▶ [GEKOZEN FRAGMENT]
————————
Tibetaanse zelfverbrandingen en een Chinese zelfmoord
ICT blog op 30 augustus door Bhuchung K.Tsering, Vice President of Special Programs
Er is nieuws over een editor bij de krant van de Chinese Communistische Partij, de People’s Daily, die op 22 augustus 2012 zelfmoord pleegde. Naar het schijnt sprong Xu Huaiqian, de editor, zijn dood tegemoet. De People’s Daily meldde dat hij van werk vrij had genomen vanwege een depressie en medische hulp had gezocht.”
In wat mogelijk een verklaring voor zijn zelfmoord kan zijn, meldde de BBC dat Xu Huaiqian in een eerder gegeven interview is geciteerd met de woorden: “Mijn pijn is dat durf ik te denken, maar ik me niet durf uit te spreken; als ik me durf uit te spreken, durf ik het niet op te schrijven, en als ik het durf op te schrijven, is er geen ruimte om het te publiceren. Ik bewonder die freelance schrijvers, maar ik kan het systeem niet verlaten, want als ik dat doe, zal mijn familie lijden.”
De BBC citeert ook een artikel van Xu Huaiqian onder de kop “Laat de Dood de Getuige zijn”, waarin hij zegt: “De dood is een zwaar woord, maar in veel gevallen gaat in China de samenleving zonder overledenen niet rechtop zitten en opletten, en worden problemen niet opgelost.”
————————
▶ [BESCHIKBARE GEGEVENS]
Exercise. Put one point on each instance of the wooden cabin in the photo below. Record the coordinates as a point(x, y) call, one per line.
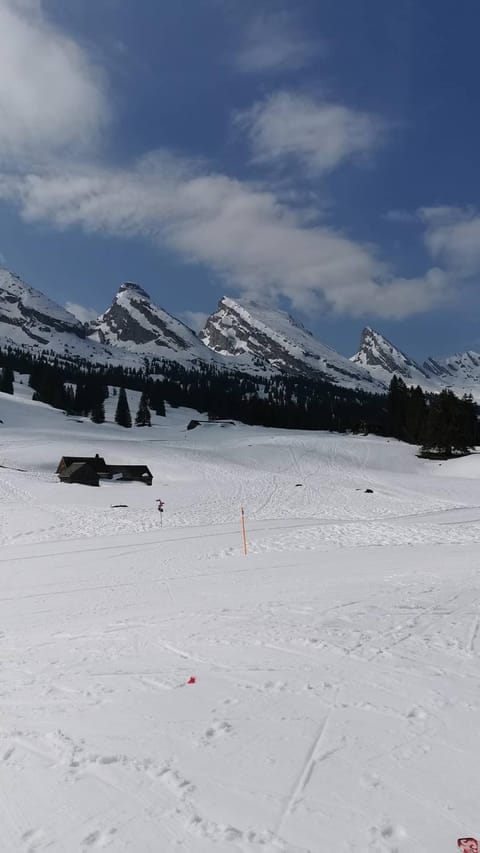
point(96, 462)
point(130, 473)
point(79, 472)
point(89, 470)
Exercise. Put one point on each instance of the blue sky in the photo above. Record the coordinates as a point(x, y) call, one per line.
point(315, 154)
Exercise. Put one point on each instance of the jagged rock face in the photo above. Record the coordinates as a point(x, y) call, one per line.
point(377, 354)
point(279, 342)
point(135, 323)
point(27, 316)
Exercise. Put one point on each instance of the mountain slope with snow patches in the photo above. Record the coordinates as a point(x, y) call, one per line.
point(134, 323)
point(273, 338)
point(383, 359)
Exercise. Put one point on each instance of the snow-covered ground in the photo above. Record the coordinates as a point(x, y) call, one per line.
point(337, 694)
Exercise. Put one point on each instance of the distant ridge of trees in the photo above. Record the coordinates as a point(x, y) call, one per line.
point(441, 424)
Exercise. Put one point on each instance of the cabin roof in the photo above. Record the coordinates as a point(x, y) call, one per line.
point(97, 462)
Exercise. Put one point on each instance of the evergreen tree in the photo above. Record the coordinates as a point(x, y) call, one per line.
point(7, 380)
point(397, 402)
point(451, 425)
point(416, 416)
point(122, 414)
point(142, 418)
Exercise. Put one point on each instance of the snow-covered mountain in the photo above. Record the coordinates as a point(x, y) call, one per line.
point(383, 359)
point(459, 372)
point(134, 323)
point(27, 316)
point(240, 335)
point(273, 338)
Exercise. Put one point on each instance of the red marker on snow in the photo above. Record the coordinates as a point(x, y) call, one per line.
point(467, 845)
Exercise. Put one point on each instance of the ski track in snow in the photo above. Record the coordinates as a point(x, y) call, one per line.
point(337, 666)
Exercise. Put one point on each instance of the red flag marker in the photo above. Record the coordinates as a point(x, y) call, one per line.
point(467, 845)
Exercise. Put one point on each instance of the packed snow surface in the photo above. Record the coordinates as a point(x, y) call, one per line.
point(337, 680)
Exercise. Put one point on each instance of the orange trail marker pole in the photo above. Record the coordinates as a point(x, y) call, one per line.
point(244, 536)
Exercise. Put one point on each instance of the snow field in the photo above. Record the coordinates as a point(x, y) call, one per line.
point(337, 690)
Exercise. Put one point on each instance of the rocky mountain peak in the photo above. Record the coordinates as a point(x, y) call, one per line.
point(380, 356)
point(133, 290)
point(272, 338)
point(28, 317)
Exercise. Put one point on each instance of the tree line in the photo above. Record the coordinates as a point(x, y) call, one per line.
point(440, 423)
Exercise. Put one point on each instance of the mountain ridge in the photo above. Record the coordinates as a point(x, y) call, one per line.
point(241, 335)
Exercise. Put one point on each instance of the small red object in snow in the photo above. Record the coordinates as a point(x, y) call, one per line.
point(468, 845)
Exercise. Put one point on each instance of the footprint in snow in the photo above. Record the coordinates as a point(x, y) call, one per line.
point(215, 731)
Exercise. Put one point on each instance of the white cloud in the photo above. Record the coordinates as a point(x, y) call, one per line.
point(452, 237)
point(404, 217)
point(51, 97)
point(243, 234)
point(272, 42)
point(81, 312)
point(317, 134)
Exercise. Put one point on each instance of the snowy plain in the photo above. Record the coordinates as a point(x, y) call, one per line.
point(337, 694)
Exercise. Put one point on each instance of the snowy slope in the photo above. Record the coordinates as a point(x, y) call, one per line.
point(275, 339)
point(28, 315)
point(460, 372)
point(337, 665)
point(133, 322)
point(384, 360)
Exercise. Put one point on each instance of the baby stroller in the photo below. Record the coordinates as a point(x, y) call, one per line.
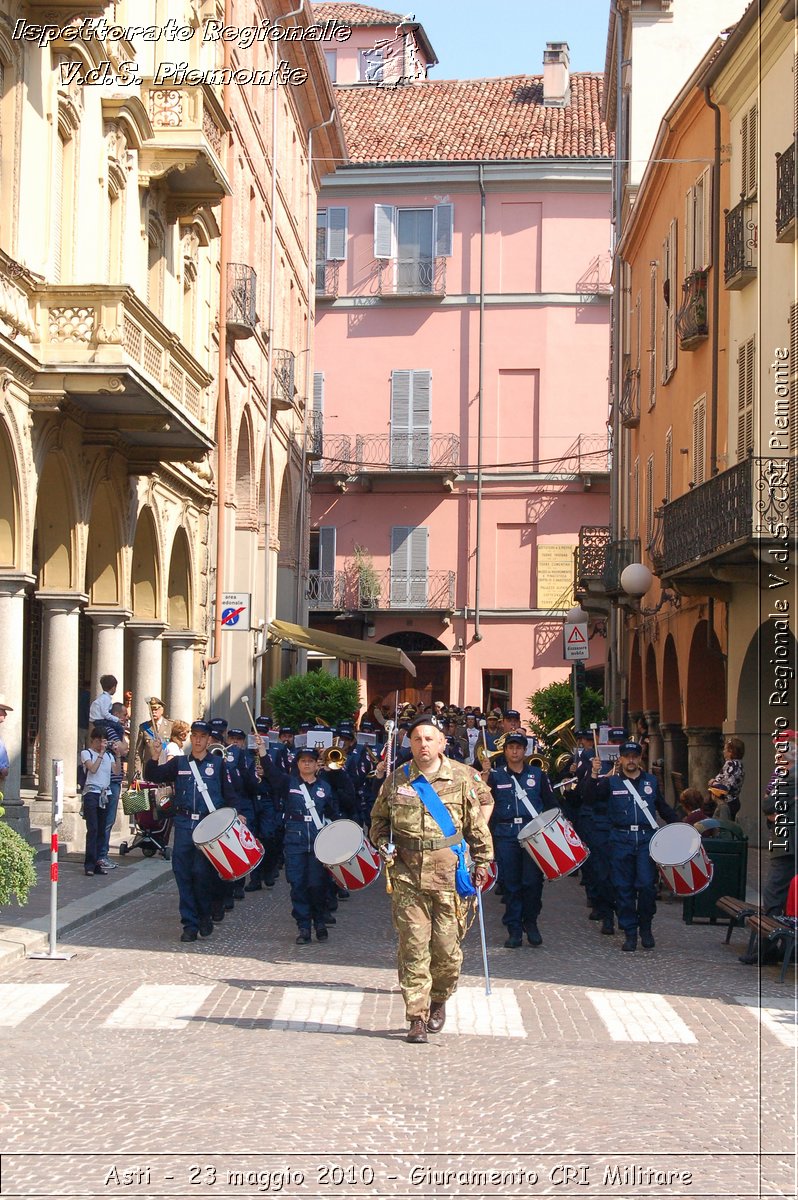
point(150, 808)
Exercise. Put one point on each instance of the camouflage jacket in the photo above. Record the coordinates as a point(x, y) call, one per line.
point(423, 859)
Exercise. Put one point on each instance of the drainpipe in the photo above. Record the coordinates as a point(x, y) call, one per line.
point(309, 377)
point(221, 400)
point(273, 282)
point(478, 553)
point(715, 322)
point(616, 622)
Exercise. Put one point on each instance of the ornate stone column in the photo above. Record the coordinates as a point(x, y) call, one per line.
point(703, 754)
point(12, 611)
point(58, 732)
point(147, 667)
point(107, 646)
point(675, 754)
point(180, 699)
point(654, 737)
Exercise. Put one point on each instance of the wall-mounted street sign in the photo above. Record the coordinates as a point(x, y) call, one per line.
point(575, 642)
point(235, 610)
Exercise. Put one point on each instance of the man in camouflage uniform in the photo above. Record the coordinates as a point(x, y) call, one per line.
point(429, 916)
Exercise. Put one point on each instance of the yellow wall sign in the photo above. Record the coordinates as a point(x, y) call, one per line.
point(555, 576)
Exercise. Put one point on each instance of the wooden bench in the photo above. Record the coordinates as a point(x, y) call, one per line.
point(738, 911)
point(771, 931)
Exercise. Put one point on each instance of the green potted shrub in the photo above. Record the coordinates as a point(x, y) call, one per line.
point(17, 870)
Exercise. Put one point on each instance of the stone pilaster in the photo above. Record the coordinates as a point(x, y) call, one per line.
point(703, 754)
point(12, 610)
point(180, 700)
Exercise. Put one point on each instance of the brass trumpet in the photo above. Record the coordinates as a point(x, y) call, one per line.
point(334, 759)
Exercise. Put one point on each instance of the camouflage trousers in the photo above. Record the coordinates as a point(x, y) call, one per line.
point(430, 927)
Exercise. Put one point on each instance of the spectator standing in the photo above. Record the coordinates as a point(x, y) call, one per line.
point(97, 762)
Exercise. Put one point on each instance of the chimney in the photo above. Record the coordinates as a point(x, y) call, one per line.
point(557, 87)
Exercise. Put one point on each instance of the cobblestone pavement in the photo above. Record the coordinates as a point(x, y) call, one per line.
point(244, 1065)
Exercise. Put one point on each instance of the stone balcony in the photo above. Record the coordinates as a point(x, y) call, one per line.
point(186, 149)
point(101, 349)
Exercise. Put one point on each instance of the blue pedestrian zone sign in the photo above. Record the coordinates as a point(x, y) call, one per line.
point(235, 610)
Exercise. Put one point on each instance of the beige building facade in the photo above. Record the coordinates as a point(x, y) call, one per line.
point(125, 209)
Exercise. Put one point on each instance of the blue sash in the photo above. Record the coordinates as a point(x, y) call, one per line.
point(439, 813)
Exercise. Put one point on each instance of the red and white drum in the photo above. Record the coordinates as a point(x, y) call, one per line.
point(681, 858)
point(492, 876)
point(343, 849)
point(555, 844)
point(228, 844)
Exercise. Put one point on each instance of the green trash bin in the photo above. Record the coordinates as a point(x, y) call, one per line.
point(726, 846)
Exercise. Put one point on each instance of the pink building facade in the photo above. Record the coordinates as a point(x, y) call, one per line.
point(460, 373)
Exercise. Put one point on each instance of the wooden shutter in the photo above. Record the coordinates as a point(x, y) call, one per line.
point(444, 229)
point(58, 209)
point(699, 439)
point(745, 361)
point(384, 231)
point(420, 431)
point(401, 388)
point(748, 147)
point(336, 234)
point(318, 391)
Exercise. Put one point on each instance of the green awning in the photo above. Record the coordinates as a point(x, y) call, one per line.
point(351, 649)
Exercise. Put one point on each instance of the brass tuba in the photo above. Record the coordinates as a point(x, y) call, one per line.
point(333, 759)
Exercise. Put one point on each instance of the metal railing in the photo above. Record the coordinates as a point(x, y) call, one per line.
point(591, 552)
point(384, 451)
point(691, 321)
point(739, 258)
point(753, 499)
point(241, 297)
point(630, 399)
point(327, 279)
point(282, 378)
point(315, 435)
point(412, 277)
point(327, 591)
point(786, 193)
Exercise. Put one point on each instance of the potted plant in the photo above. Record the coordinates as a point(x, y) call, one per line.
point(17, 870)
point(369, 586)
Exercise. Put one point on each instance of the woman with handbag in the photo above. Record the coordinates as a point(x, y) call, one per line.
point(97, 763)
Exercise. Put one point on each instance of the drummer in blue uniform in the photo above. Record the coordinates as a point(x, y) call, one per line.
point(306, 804)
point(633, 798)
point(520, 793)
point(198, 885)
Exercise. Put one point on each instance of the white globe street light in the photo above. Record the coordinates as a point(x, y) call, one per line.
point(636, 580)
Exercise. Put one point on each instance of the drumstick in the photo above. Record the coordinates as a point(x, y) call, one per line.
point(245, 701)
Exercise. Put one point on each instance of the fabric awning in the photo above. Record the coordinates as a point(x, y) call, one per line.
point(352, 649)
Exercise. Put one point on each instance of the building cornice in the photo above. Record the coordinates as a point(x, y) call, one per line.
point(547, 174)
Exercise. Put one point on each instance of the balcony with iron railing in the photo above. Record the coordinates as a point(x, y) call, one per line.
point(282, 378)
point(315, 435)
point(387, 589)
point(630, 399)
point(327, 280)
point(726, 517)
point(786, 195)
point(406, 277)
point(384, 453)
point(241, 297)
point(691, 321)
point(739, 258)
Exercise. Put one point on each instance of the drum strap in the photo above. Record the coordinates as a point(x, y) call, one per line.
point(522, 796)
point(201, 786)
point(311, 808)
point(641, 803)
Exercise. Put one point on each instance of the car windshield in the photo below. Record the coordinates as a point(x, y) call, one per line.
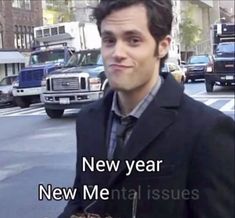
point(85, 59)
point(7, 81)
point(50, 56)
point(226, 48)
point(199, 60)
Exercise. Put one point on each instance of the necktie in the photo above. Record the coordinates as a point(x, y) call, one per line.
point(123, 128)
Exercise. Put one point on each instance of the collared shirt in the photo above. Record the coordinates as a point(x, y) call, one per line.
point(117, 118)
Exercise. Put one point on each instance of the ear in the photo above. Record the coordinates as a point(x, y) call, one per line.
point(164, 46)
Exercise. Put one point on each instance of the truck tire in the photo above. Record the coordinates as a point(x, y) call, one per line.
point(22, 102)
point(209, 86)
point(54, 113)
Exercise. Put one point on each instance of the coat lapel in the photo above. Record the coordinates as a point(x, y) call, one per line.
point(159, 115)
point(97, 141)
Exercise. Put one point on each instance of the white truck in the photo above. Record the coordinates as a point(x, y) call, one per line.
point(53, 47)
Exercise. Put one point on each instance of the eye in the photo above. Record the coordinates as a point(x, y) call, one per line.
point(108, 41)
point(134, 41)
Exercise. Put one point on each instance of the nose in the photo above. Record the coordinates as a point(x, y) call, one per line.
point(119, 52)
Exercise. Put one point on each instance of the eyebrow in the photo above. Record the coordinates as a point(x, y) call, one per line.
point(126, 33)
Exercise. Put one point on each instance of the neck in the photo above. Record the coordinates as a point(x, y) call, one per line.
point(128, 100)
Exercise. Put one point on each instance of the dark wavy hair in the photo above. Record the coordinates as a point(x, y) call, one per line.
point(159, 15)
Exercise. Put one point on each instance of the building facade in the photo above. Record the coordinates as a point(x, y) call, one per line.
point(17, 20)
point(204, 14)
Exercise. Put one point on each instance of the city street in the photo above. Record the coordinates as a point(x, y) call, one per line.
point(35, 149)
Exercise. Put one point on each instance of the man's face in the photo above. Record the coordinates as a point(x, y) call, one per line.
point(128, 50)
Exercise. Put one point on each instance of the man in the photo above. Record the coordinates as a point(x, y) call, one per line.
point(148, 118)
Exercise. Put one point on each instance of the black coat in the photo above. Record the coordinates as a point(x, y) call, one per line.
point(195, 142)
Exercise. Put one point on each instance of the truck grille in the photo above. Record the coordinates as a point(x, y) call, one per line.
point(60, 84)
point(224, 66)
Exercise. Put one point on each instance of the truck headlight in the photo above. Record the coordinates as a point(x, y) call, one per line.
point(43, 82)
point(95, 84)
point(209, 69)
point(15, 84)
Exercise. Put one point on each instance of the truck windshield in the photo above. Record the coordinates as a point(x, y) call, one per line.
point(226, 48)
point(198, 60)
point(84, 59)
point(45, 57)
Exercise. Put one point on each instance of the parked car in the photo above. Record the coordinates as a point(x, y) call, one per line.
point(175, 70)
point(197, 66)
point(6, 86)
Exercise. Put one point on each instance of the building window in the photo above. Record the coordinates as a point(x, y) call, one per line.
point(1, 35)
point(18, 3)
point(27, 4)
point(23, 4)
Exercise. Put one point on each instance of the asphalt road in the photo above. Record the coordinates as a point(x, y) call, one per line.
point(37, 150)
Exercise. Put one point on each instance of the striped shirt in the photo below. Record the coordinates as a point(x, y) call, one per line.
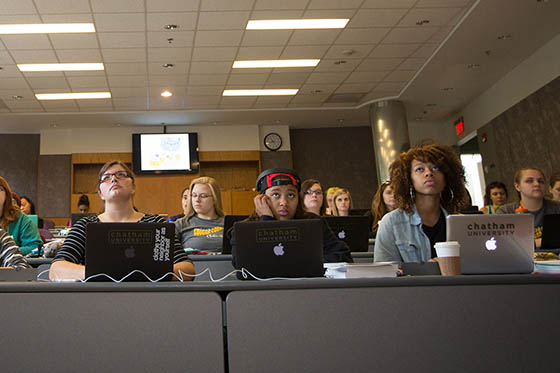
point(9, 252)
point(74, 247)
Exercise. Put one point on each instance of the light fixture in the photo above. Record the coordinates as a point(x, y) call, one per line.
point(47, 28)
point(274, 63)
point(290, 24)
point(72, 96)
point(260, 92)
point(60, 66)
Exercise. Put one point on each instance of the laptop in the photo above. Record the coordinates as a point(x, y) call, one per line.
point(551, 234)
point(354, 230)
point(117, 249)
point(75, 217)
point(272, 249)
point(229, 220)
point(492, 244)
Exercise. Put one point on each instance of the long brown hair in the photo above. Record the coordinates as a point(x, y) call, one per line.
point(9, 213)
point(453, 197)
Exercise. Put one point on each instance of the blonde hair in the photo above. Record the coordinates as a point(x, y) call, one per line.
point(338, 193)
point(216, 194)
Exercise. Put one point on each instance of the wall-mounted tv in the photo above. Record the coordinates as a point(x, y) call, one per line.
point(156, 153)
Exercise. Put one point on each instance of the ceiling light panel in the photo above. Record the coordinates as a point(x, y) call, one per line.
point(46, 28)
point(291, 24)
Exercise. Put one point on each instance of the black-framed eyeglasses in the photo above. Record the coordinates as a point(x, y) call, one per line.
point(119, 175)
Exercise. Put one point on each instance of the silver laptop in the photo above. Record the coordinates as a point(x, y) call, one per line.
point(492, 244)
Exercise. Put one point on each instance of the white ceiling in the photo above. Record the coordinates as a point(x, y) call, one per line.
point(388, 54)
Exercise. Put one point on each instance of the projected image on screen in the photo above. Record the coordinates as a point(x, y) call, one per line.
point(165, 152)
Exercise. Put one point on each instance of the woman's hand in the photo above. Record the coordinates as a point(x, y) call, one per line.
point(262, 206)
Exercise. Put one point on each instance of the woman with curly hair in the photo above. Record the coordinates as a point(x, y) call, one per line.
point(428, 182)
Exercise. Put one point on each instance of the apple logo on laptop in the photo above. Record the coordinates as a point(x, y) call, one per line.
point(129, 253)
point(278, 250)
point(491, 244)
————————
▶ [OPDRACHT] Schrijf het fragment over de zelfmoord van Xu Huaiqian verder, te beginnen na de laatste zin.

▶ [UITWERKING]
Ik lees de details over de dood van Xu Huaiqian juist toen ik het nieuws probeerde te verwerken van nog twee Tibetanen, Lobsang Kelsang en Lobsang Dhamchoe, die zichzelf op 27 augustus 2012 in brand staken, nu in totaal meer dan 50. Onvermijdelijk begon ik een vergelijking te maken van het lot van Xu en deze vele Tibetanen. Op een bepaald niveau weerspiegelen de woorden van Xu in het bovengenoemde interview en artikel duidelijk de mentale toestand van het Tibetaanse volk. Uit achtergelaten verklaringen van een aantal van de Tibetanen, die zich zelf in brand gestoken hebben, weten we, dat dit voor hun gevoel de enige manier is om de aandacht te vestigen op de situatie van het Tibetaanse volk.
Vanuit het perspectief van de Chinese regering, zijn Xu en alle Tibetanen, die zichzelf verbrand hebben, gelijkwaardige burgers van de Volksrepubliek China.
We kunnen echter aan de ontwikkelingen na Xu’s zelfmoord zien, dat is er in de praktijk geen sprake is van gelijkheid. Terwijl de Chinese autoriteiten de zelfverbranding van Tibetanen verbergen voor het Chinese publiek, hebben ze dood van Xu aan de Chinese bevolking bekend gemaakt en zelfs geprobeerd om de achterliggende redenen uit te leggen.
Ten tweede wordt aan het Chinese publiek de ruimte gegeven om hun mening te uiten over de implicaties van de dood van Xu. Het China Media Project meldt dat het nieuws van Xu’s dood “een discussie heeft doen oplaaien in de Chinese sociale media over de uitzonderlijke druk waaraan journalisten in China vandaag de dag blootstaan.” De BBC meldt dat het nieuws “een sterke reactie aanwakkerde uit Chinese culturele kringen en de media en op het internet.” Een lezer op Sina Weibo is uitzonderlijk provocerend. Volgens de BBC vraagt deze persoon: “Stierf Xu Huaiqian om als getuige te dienen? Was het een persoonlijke depressie of de depressie van een tijdperk? Wat voor land is dit?”
Bij de dood van Tibetanen is er geen discussie in China. Is dat alleen vanwege de censuur van de Chinese regering of is er meer aan de hand? Ik denk dat Chinese geleerden, intellectuelen, mensenrechten activisten en anderen zich hierover moeten bezinnen. In Tibet is mogelijk het breekpunt bereikt.